**Complete the following**
**a.** Answer these questions from the plating bath passage, one line each:
(i) What is the preferred range for the amount of additive (A) in the plating bath?
(ii) What happens to alloy deposition when the amount of component (A) falls below that range?
(iii) What is additive (B) composed of?
**b.** For each statement, decide whether it agrees with the plating bath passage. Answer yes or no, and quote the words of the passage that decide it.
(i) The more preferred amount of additive (A) is 0.01 g/l to 3 g/l.
(ii) Using more of component (A) than the stated range improves the corrosion resistance of the coating.
(iii) Additive (B) is added to the bath as a bath stabilizer.
**c.** Reproduce the plating bath passage word for word, from "In the present invention, it" to "a bath stabilizer.".
-- Start of Source --
It is desirable that the addition amount of the additive (A) is accordingly selected the most appropriate amount without limitation, and as an active component to the plating bath preferably 0.005 g/l to 10 g/l, more preferably 0.01 g/l to 3 g/l. If the amount of the component (A) is less than the above range, alloy deposition tends to be spongy so that no glossy coating can be obtained. On the other hand, the amount of the component (A) exceeding the above range is not suitable for use in the present invention, since deterioration of the corrosion resistance and adhesion of the coating occur.

In the present invention, it is preferred that the additive (B) composed of an organic sulfonic acid and/or its salts be added to the bath as a bath stabilizer.
-- End of Source --
-- Start of Stored data --
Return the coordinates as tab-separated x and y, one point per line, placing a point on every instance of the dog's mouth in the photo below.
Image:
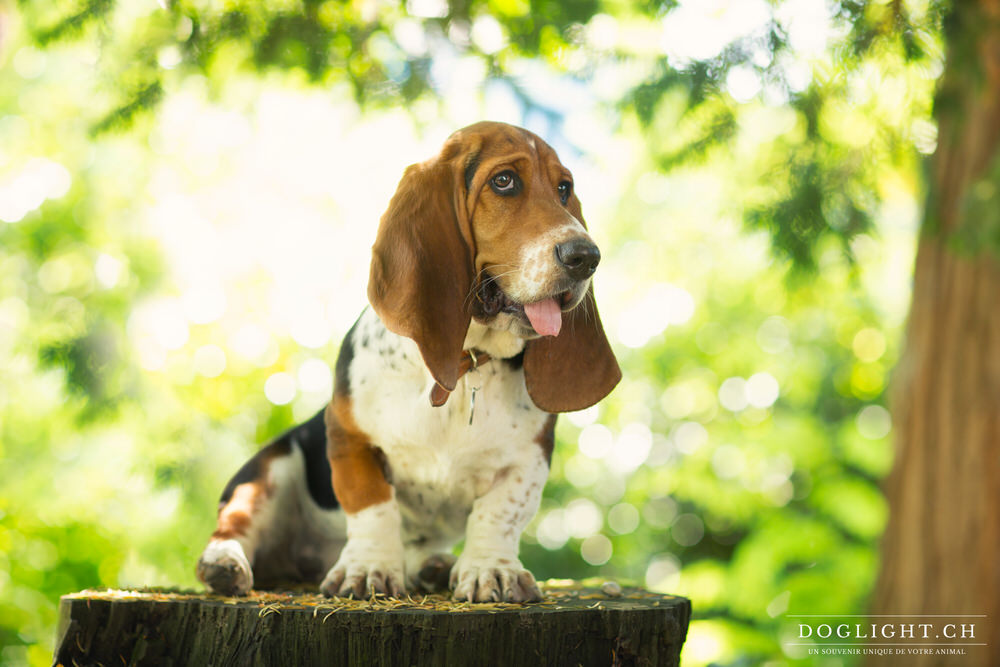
544	316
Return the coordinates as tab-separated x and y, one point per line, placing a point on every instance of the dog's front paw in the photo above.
-- End of Stored data --
**Solutions in order**
**a.**
(i) 0.005 g/l to 10 g/l
(ii) It tends to be spongy, so no glossy coating can be obtained.
(iii) An organic sulfonic acid and/or its salts

**b.**
(i) Yes: "more preferably 0.01 g/l to 3 g/l"
(ii) No: "deterioration of the corrosion resistance and adhesion of the coating occur"
(iii) Yes: "be added to the bath as a bath stabilizer"

**c.**
In the present invention, it is preferred that the additive (B) composed of an organic sulfonic acid and/or its salts be added to the bath as a bath stabilizer.